── Entries shown ──
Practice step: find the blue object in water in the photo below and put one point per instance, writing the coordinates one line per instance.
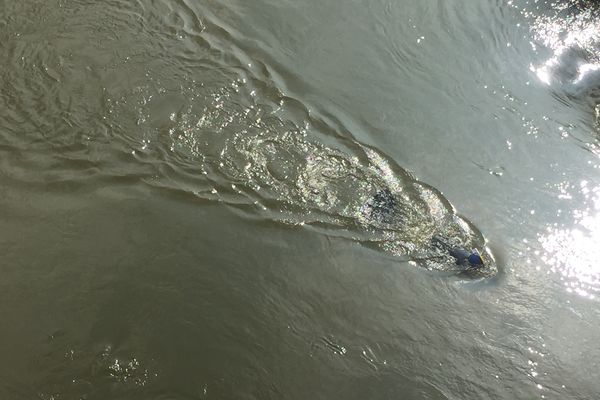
(463, 256)
(475, 259)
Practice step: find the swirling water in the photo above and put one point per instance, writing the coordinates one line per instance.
(187, 195)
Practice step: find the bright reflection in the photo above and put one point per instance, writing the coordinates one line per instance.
(572, 32)
(574, 253)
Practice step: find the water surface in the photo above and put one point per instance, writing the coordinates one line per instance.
(187, 192)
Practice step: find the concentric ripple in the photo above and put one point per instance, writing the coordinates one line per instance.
(202, 114)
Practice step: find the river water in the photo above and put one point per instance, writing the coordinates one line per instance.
(190, 199)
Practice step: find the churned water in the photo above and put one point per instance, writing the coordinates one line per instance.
(255, 200)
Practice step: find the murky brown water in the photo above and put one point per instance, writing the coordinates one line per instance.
(236, 199)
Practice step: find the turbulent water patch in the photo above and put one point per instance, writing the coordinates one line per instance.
(192, 104)
(265, 154)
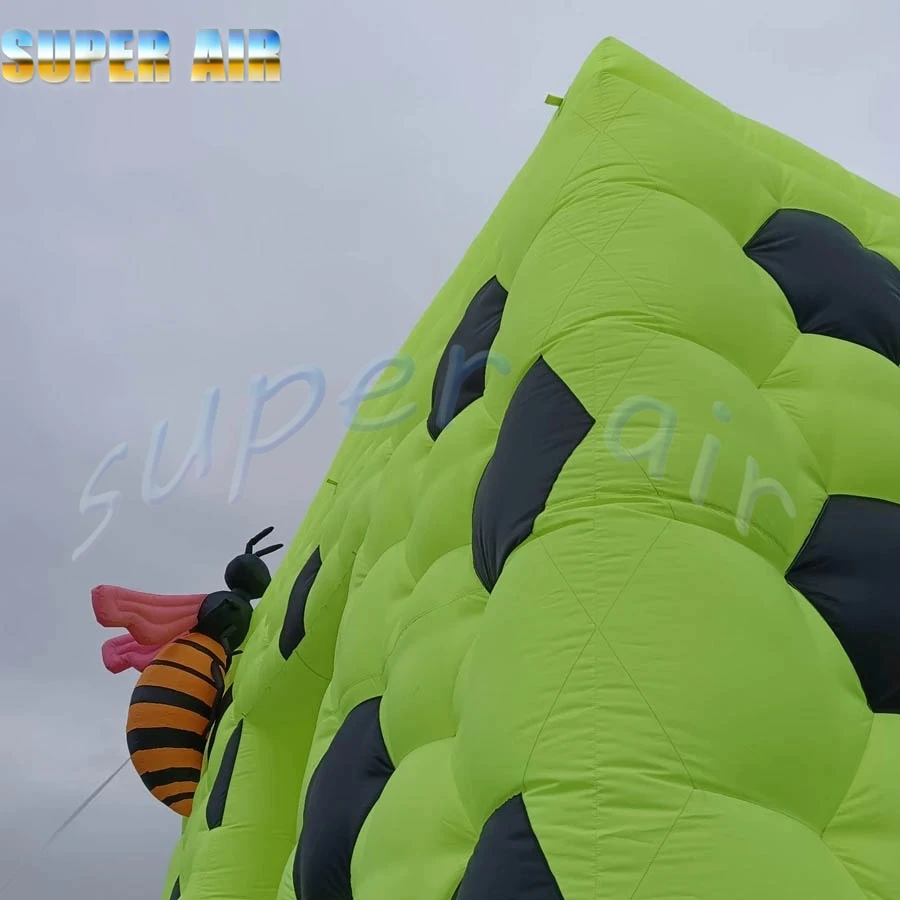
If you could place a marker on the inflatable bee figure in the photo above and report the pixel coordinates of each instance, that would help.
(183, 646)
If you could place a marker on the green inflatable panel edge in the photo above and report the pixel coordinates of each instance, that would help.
(575, 624)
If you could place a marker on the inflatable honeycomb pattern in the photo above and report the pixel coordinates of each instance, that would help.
(611, 612)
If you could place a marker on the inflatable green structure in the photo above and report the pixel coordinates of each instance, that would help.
(600, 602)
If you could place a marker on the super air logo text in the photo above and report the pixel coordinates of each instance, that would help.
(251, 56)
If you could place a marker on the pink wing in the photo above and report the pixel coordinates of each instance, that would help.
(152, 621)
(124, 652)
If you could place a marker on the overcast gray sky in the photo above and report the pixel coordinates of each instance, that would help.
(158, 241)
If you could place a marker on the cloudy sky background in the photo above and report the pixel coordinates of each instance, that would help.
(160, 240)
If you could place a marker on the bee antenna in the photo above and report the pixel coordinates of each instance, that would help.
(255, 540)
(271, 549)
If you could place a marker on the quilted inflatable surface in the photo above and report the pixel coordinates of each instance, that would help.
(599, 599)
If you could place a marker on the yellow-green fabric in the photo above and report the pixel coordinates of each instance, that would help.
(678, 720)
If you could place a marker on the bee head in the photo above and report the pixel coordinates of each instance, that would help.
(247, 574)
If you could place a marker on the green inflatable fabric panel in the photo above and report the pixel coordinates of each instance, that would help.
(599, 598)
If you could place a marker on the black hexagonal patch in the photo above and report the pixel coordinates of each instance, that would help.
(835, 286)
(848, 570)
(508, 862)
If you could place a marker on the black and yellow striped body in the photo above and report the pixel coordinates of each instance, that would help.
(171, 712)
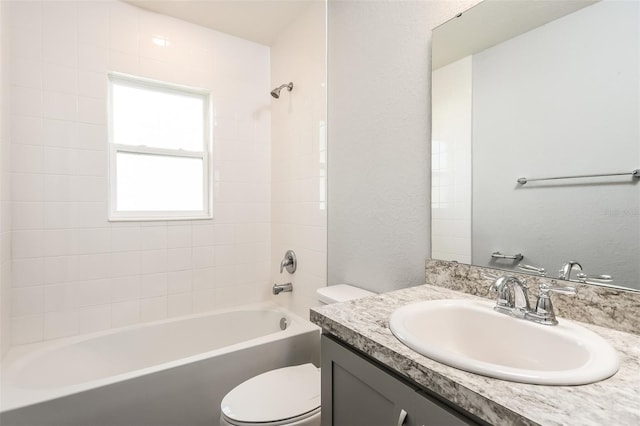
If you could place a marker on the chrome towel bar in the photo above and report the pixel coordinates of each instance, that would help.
(498, 255)
(635, 173)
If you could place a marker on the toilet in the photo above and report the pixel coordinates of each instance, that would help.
(288, 396)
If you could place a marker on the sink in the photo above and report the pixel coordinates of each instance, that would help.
(471, 336)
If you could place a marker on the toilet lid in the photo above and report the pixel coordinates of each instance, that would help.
(273, 396)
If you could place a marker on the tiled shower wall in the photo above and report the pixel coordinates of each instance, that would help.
(5, 189)
(299, 153)
(73, 271)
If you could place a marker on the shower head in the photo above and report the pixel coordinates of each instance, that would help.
(276, 92)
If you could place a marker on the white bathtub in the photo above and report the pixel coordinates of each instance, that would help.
(173, 372)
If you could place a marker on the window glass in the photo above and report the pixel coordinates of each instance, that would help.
(158, 183)
(154, 117)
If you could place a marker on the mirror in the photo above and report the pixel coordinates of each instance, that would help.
(539, 89)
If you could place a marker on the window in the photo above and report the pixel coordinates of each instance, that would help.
(159, 150)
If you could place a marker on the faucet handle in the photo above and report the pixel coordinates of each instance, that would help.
(544, 313)
(546, 289)
(529, 268)
(584, 278)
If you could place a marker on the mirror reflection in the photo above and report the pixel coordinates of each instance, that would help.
(539, 90)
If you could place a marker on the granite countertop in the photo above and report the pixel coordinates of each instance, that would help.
(363, 324)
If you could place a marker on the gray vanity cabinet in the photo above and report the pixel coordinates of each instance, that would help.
(356, 392)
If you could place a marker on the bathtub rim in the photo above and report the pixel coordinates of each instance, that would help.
(15, 397)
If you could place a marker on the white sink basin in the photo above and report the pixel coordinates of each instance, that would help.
(471, 336)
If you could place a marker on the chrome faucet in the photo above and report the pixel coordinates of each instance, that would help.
(289, 261)
(279, 288)
(517, 305)
(565, 272)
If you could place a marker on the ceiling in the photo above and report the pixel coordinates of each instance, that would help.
(496, 21)
(256, 20)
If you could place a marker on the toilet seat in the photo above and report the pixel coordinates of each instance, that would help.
(277, 397)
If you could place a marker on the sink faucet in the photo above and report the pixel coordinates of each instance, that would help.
(565, 272)
(516, 305)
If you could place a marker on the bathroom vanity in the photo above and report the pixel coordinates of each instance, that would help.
(359, 391)
(368, 372)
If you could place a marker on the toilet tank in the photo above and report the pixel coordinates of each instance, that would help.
(341, 293)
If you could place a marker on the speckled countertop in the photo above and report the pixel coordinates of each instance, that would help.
(363, 324)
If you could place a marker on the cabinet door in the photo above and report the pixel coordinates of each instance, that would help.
(357, 392)
(427, 411)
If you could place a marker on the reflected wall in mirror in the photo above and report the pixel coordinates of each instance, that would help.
(539, 89)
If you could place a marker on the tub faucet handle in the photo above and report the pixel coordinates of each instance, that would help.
(289, 261)
(279, 288)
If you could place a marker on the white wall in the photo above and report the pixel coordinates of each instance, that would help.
(379, 149)
(579, 75)
(451, 100)
(75, 272)
(5, 189)
(298, 133)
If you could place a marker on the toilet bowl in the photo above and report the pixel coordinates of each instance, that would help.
(288, 396)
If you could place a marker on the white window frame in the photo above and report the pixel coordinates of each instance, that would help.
(204, 155)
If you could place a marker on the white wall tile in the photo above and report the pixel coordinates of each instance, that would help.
───
- _Goal_
Rewrite all of the data above, substituting "image" for each occurrence of "photo" and keeping everything else the same. Omit the pictures from your answer.

- _The result_
Practice step: find the blue object in water in the image below and put one point per instance, writing the coordinates one line per instance.
(463, 256)
(475, 259)
Practice step: find the swirling water in the image above and put one point per instance, writing the coordinates one line per instance.
(187, 195)
Practice step: find the bright reflection in the image above and put one point per instance, writing the coordinates one line per instance.
(572, 32)
(574, 253)
Practice step: find the water surface in the image above and put one point per instance, writing the coordinates one line per instance.
(187, 192)
Practice step: find the concentric ripple in the image above and put one point per instance, writing the coordinates one line per instance.
(202, 114)
Practice step: find the river water in the image above and put one point per instance, writing the coordinates one line per instance.
(190, 199)
Practice step: find the churned water in the image above and put one point per instance, writing the coordinates one line per instance.
(255, 200)
Practice step: find the murky brown water in the image above and put one point per instance, writing the coordinates one line per instance.
(236, 199)
Practice step: find the turbulent water patch in the image above and put one point per instance, writing the coordinates one line per instance.
(192, 104)
(265, 154)
If you could place a marker on the inflatable bee figure in the image above and report the pixel coordinates of each instance, that would help.
(183, 646)
If you could place a marker on the green inflatable panel edge in the image above and report the pixel coordinates of each instance, that would help.
(575, 624)
If you could place a marker on the inflatable honeycomb pattern in the image above and report the pixel coordinates of each instance, that would help.
(611, 612)
If you could place a marker on the inflatable green structure in the image above and report the pixel coordinates of each instance, that would help.
(600, 602)
If you could place a marker on the super air logo text in the image above and report the pixel coordinates of each instance, that would help.
(251, 56)
If you could place a marker on the pink wing in the image above and report the pixel coordinates of each instance, that would help.
(152, 621)
(124, 652)
If you could place a marker on the overcast gray sky in the image above and report the pixel coordinates of each instance, that would help.
(158, 241)
If you could place a marker on the cloudy sky background in the image above and report the pixel coordinates of each instance, that would help.
(160, 240)
If you could place a marker on the bee antenna in the image above and report the pixel coordinates of each instance, that would help.
(255, 540)
(271, 549)
If you could place a marker on the quilted inflatable surface in the image above and report the pixel coordinates of each instance, that would help.
(599, 599)
If you could place a marker on the yellow-green fabric in the image above and report the pixel coordinates of each instance, that would help.
(678, 720)
If you could place a marker on the bee head in the image above and report the pixel coordinates of each instance, that would help.
(247, 574)
If you could place a marker on the green inflatable fabric panel in the image above and report the pixel coordinates of each instance, that would help.
(599, 598)
If you could place a marker on the black hexagonal patch in the image above and report the pixel coordinates of each instance, that would help.
(835, 286)
(848, 570)
(508, 862)
If you could place a marker on the black and yellow striped body in the image above and report the pixel coordinates of each instance, that would help.
(171, 712)
If you could place a marker on the chrome towel bar in the image above and report the pixel coordinates of each instance, that would help.
(498, 255)
(635, 173)
If you could place a marker on the toilet in the image above and report the pixel coordinates of each instance, that would help.
(288, 396)
If you could place a marker on the sink in the image above and report the pixel coordinates of each instance, that would help.
(471, 336)
If you could place a marker on the toilet lid in the image above and report the pixel coordinates of each instance, that would help.
(273, 396)
If you could place a marker on the tiled shower wall in the image above and report the pixel coordinates of each instance, that would help.
(5, 189)
(299, 153)
(73, 271)
If you could place a marker on the shower head in the image above and report the pixel coordinates of each instance, that would help.
(276, 92)
If you could place a marker on the white bathtub in the image above and report the pixel coordinates of each instance, that would help.
(173, 372)
If you could place a marker on the window glass in the image above and report the pixel coordinates of each instance, that would help.
(158, 183)
(154, 117)
If you could place a marker on the mirror in the image above and report the pixel coordinates of each instance, that would help.
(539, 89)
If you could place a marker on the window in the image above and report the pixel coordinates of each instance, that would help.
(159, 150)
If you could place a marker on the faucet handle in the image above and report the pixel coordinates of each instance, that would help.
(544, 313)
(546, 289)
(529, 268)
(584, 278)
If you could place a marker on the mirror reflection in the image above and report the pixel coordinates of each instance, that would help.
(539, 90)
If you could place a marker on the granite countertop in the image above and report the pixel coordinates of each instance, that would help.
(363, 324)
If you could place a marker on the gray vanity cabinet in the image above and report the pixel coordinates of each instance, that would help.
(356, 392)
If you could place a marker on the bathtub rim in the image above and report the pixel coordinates of each instance, that would help.
(15, 397)
If you could place a marker on the white sink basin in the image above and report the pixel coordinates of each instance, that would help.
(471, 336)
If you could place a marker on the chrome faucet in the image above and report the pixel coordinates of each instance, that would help.
(289, 261)
(279, 288)
(517, 305)
(565, 272)
If you could place a marker on the ceiling in the image above and report the pixel coordinates of each instance, that would help.
(496, 21)
(256, 20)
If you could place a marker on the toilet seat in the image above and report the pixel coordinates of each instance, that would help.
(277, 397)
If you could place a marker on the sink faucet in the image above and report the pixel coordinates of each instance, that would help.
(565, 272)
(516, 305)
If you could place a marker on the bathroom vanity in the image above and report the pixel coordinates of each instance, that would help.
(359, 391)
(368, 372)
If you could place a marker on the toilet tank in the image above and report the pixel coordinates of each instance, that would help.
(341, 293)
If you could place a marker on the speckled countertop in the image above and report the pixel coordinates of each instance, that would help.
(363, 324)
If you could place a marker on the cabinet door in the image above and report the pixel coordinates of each instance, that would help.
(357, 392)
(427, 411)
If you could place a marker on the reflected wall in mirror in the image above and report the pixel coordinates of each instance, that would help.
(539, 89)
If you could place a marker on the tub faucet handle in the image above and report the pixel coordinates of each instance, that would help.
(289, 261)
(279, 288)
If you could place a marker on the white wall in the image above and report the pixel coordinates of each instance, that would help.
(379, 149)
(579, 75)
(451, 100)
(75, 272)
(5, 189)
(298, 133)
If you could place a marker on the toilet bowl in the image above and report the pixel coordinates of each instance, that would help.
(288, 396)
If you could place a marker on the white window frame in the image above and report the pixel coordinates of each instance, that would help.
(204, 155)
If you could place a marker on the white wall tile in the image above and report the pixel coordinates of each instance, that would help.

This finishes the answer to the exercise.